[WHAT IS ASKED]: Under this task are some entries; return every one of them exactly.

[Location annotation dataset excerpts]
::::
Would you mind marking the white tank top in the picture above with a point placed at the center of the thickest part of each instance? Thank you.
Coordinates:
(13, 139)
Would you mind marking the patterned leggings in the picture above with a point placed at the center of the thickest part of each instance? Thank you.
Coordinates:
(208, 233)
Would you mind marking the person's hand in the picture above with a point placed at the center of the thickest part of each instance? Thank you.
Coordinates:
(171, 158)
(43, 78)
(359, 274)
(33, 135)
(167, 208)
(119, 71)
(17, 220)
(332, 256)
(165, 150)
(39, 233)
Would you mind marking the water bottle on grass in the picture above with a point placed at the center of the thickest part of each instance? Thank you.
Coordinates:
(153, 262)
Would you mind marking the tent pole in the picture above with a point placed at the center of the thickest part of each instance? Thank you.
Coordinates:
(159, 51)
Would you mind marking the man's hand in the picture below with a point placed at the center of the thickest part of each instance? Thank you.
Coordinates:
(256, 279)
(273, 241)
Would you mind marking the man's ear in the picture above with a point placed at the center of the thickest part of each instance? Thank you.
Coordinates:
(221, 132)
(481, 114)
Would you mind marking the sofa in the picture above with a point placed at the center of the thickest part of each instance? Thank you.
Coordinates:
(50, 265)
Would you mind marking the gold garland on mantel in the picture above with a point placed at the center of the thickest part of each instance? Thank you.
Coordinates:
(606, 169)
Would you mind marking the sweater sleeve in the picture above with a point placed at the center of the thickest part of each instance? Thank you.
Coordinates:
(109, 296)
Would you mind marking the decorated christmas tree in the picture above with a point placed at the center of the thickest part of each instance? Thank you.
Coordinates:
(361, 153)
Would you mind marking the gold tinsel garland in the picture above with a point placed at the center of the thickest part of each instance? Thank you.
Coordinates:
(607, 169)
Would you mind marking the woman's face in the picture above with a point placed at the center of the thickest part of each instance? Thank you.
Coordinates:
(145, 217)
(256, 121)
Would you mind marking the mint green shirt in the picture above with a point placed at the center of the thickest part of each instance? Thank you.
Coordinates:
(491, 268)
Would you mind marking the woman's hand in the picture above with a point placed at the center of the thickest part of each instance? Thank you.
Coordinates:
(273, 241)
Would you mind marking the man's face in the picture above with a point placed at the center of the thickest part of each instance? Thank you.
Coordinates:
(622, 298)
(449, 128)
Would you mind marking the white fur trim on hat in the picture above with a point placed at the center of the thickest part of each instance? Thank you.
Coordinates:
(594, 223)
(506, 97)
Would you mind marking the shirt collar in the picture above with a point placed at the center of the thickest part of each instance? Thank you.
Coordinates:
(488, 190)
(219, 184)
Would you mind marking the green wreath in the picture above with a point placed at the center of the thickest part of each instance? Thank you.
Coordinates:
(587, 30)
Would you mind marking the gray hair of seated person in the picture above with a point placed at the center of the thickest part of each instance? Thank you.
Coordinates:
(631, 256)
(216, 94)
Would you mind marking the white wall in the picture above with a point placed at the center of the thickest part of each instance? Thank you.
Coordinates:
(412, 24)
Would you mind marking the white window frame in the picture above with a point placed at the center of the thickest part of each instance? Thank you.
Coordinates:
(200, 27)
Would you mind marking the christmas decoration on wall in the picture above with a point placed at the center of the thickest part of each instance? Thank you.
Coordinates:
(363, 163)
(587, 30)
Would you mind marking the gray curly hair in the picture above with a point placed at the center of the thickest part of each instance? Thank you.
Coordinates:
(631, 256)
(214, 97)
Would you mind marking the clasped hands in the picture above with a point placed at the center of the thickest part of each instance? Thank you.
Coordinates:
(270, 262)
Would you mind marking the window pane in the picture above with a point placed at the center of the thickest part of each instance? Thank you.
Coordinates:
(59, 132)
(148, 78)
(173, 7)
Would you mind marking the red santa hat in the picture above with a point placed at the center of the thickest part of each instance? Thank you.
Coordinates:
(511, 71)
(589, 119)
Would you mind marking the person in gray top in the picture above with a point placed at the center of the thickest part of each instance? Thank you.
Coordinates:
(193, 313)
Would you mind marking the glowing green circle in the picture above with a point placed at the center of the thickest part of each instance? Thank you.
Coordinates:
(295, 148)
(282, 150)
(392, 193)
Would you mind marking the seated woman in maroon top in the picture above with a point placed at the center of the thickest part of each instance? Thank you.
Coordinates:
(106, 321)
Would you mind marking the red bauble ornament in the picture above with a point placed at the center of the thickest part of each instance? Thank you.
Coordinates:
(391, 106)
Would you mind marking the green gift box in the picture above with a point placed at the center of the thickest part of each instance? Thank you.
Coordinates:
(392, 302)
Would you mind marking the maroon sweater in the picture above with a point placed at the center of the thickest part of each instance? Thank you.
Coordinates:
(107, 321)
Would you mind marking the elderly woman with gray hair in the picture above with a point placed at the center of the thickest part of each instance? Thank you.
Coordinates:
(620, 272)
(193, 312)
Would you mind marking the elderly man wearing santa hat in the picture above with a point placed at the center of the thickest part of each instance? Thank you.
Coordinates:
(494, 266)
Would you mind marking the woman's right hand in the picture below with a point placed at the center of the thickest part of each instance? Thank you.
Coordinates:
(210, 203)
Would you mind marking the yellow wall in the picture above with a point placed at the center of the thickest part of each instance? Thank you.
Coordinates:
::::
[TASK ANSWER]:
Would you mind marking the white tank top in the picture above with a point placed at the center of the thickest part of each instance? Thank you.
Coordinates:
(13, 139)
Would you mind marking the patterned leggings in the picture above with a point placed at the center of the thickest part of each instance? Thank you.
Coordinates:
(208, 233)
Would you mind marking the person's hand in the picture above with a point placed at the center of the thickest part of each instance? Thank you.
Coordinates:
(171, 158)
(43, 78)
(359, 274)
(33, 135)
(167, 208)
(119, 71)
(17, 220)
(332, 256)
(165, 150)
(39, 233)
Would you mind marking the water bottle on grass in the picture above with a point placed at the center of the thickest part of each instance? Thank you.
Coordinates:
(153, 262)
Would you mind marking the tent pole in the picture above with a point placed at the center of the thickest part of each instance? Thank you.
Coordinates:
(159, 51)
Would you mind marking the man's hand in the picture below with a point placed at the center of the thickest part of each instance? Thank you.
Coordinates:
(256, 279)
(273, 241)
Would you mind marking the man's ear in the picture above with a point placed at the center of the thickest part of each instance? Thank you.
Coordinates:
(221, 132)
(481, 114)
Would you mind marking the sofa in the picture above with a point placed at the center of the thickest part of each instance? Thank you.
Coordinates:
(50, 265)
Would you mind marking the gold garland on mantel in the picture above with a point placed at the center of the thickest part of each instance? Thank you.
Coordinates:
(606, 169)
Would you mind marking the sweater sleeve in the picture above with a point placed at the center of the thickest part of each instance? Thank you.
Coordinates:
(109, 296)
Would you mind marking the decorated christmas tree in the picture above with a point placed at the center of the thickest part of each instance? Thank you.
Coordinates:
(361, 153)
Would you mind marking the gold tinsel garland in the picture above with a point placed at the center of the thickest part of each instance? Thank you.
Coordinates:
(607, 169)
Would you mind marking the woman's face in the picture above with a point placed at the center of the thickest part of each instance? Thank you.
Coordinates:
(145, 217)
(256, 121)
Would you mind marking the mint green shirt in the picture above with a point placed at the center of the thickest part of each instance? Thank you.
Coordinates:
(491, 268)
Would you mind marking the woman's hand in the picture above with a point placed at the center of the thickest part of each instance? Thank you.
Coordinates:
(273, 241)
Would you mind marking the man's face in the picture above with a point placed at the center of the thickest part of each instance? Thank you.
Coordinates:
(622, 298)
(449, 128)
Would you mind marking the white fur trim on hat in the picture above with a point placed at the center of the thickest part of each instance? Thank you.
Coordinates:
(594, 223)
(506, 97)
Would you mind marking the shirt collar in the picture above with a point placed at the center of the thickest part of each instance? Thank you.
Coordinates:
(488, 190)
(219, 184)
Would you mind marking the green wreath in the picture above with a point placed at the center of the thickest part of each instance? Thank you.
Coordinates:
(587, 30)
Would you mind marking the gray hair of seated person in the picture above with a point placed at the center of the thickest part of each instance? Thank you.
Coordinates:
(631, 256)
(216, 94)
Would you mind marking the white wall in the picture above with a point placed at the center of the thickest part of each instance? Thank you.
Coordinates:
(412, 24)
Would you mind marking the white window frame in the picture above with a point placed at the center of the thickest part of each instance? Thank you.
Coordinates:
(200, 27)
Would you mind marking the christmas decoration on wall in the picture above with a point placed at the center of the thickest part of each instance? Thank you.
Coordinates:
(363, 163)
(587, 30)
Would you mind marking the gray curly hair in the picture above with a point placed at the center of the thickest part of each instance? Thank you.
Coordinates:
(631, 256)
(214, 97)
Would you mind marking the clasped hands in the picture above with a point placed at the center of the thickest part of each instance? Thank you.
Coordinates:
(270, 262)
Would you mind marking the window pane in the picture above with a point placed at the center of the thickest part of each instance? Thank you.
Coordinates:
(59, 132)
(148, 78)
(173, 7)
Would you mind marking the red santa hat in the picture above with a point placed at the center of the thickest part of each instance? Thank you.
Coordinates:
(511, 71)
(589, 119)
Would you mind marking the person in gray top in the picture above with a point placed at the center of the thickest part of each instance? Thank you.
Coordinates:
(193, 313)
Would you mind marking the glowing green circle in the picture above with a point placed at the center of the thickest part of each instance? Thank you.
Coordinates:
(295, 148)
(282, 150)
(392, 193)
Would you mind marking the seated woman in maroon top in the picture above with a point placed at the center of the thickest part of each instance? Thank you.
Coordinates:
(106, 321)
Would you mind marking the red bauble ornament in the picture above with a point placed at the center of the thickest part of each instance? Thank you.
Coordinates:
(391, 106)
Would you mind marking the green gift box in the picture above with a point placed at the center of the thickest part of each instance? Thank you.
Coordinates:
(392, 302)
Would you mind marking the maroon sweater in the picture above with a point placed at the center of the thickest part of each instance? Thank you.
Coordinates:
(107, 321)
Would you mind marking the elderly woman with gray hair in the picture above with a point placed at the center of the thickest part of each instance? Thank you.
Coordinates:
(620, 272)
(193, 312)
Would you mind marking the elderly man wearing santa hat in the picture above with a point placed at the center of the thickest part of each instance? Thank you.
Coordinates:
(494, 266)
Would you mind marking the woman's right hand in the picture below with a point placed at the center of the thickest part of each instance? Thank you.
Coordinates:
(210, 203)
Would you mind marking the yellow wall in the picture above with a point placed at the center of the thickest part of each instance? Thank you.
Coordinates:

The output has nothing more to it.